Collection entries:

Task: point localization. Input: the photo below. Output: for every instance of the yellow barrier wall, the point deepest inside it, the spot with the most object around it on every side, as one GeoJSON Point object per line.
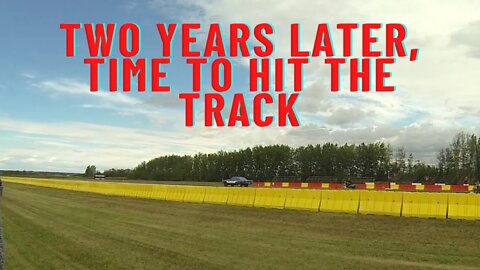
{"type": "Point", "coordinates": [380, 203]}
{"type": "Point", "coordinates": [216, 195]}
{"type": "Point", "coordinates": [303, 199]}
{"type": "Point", "coordinates": [194, 194]}
{"type": "Point", "coordinates": [344, 201]}
{"type": "Point", "coordinates": [425, 204]}
{"type": "Point", "coordinates": [463, 206]}
{"type": "Point", "coordinates": [241, 196]}
{"type": "Point", "coordinates": [410, 204]}
{"type": "Point", "coordinates": [270, 197]}
{"type": "Point", "coordinates": [175, 193]}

> **EXERCISE DIRECTIONS**
Retype the data above exactly; pictures are not part of the copy.

> **SOLUTION TO THIS PROBLEM**
Task: point localization. Input: the photo below. Output: for every instance of the yellow barrier wall, the point deepest inside it, the spot with the most object around it on every side, as one GeoJSON Point object per line.
{"type": "Point", "coordinates": [380, 203]}
{"type": "Point", "coordinates": [216, 195]}
{"type": "Point", "coordinates": [303, 199]}
{"type": "Point", "coordinates": [194, 194]}
{"type": "Point", "coordinates": [344, 201]}
{"type": "Point", "coordinates": [425, 204]}
{"type": "Point", "coordinates": [463, 206]}
{"type": "Point", "coordinates": [241, 196]}
{"type": "Point", "coordinates": [410, 204]}
{"type": "Point", "coordinates": [270, 197]}
{"type": "Point", "coordinates": [175, 193]}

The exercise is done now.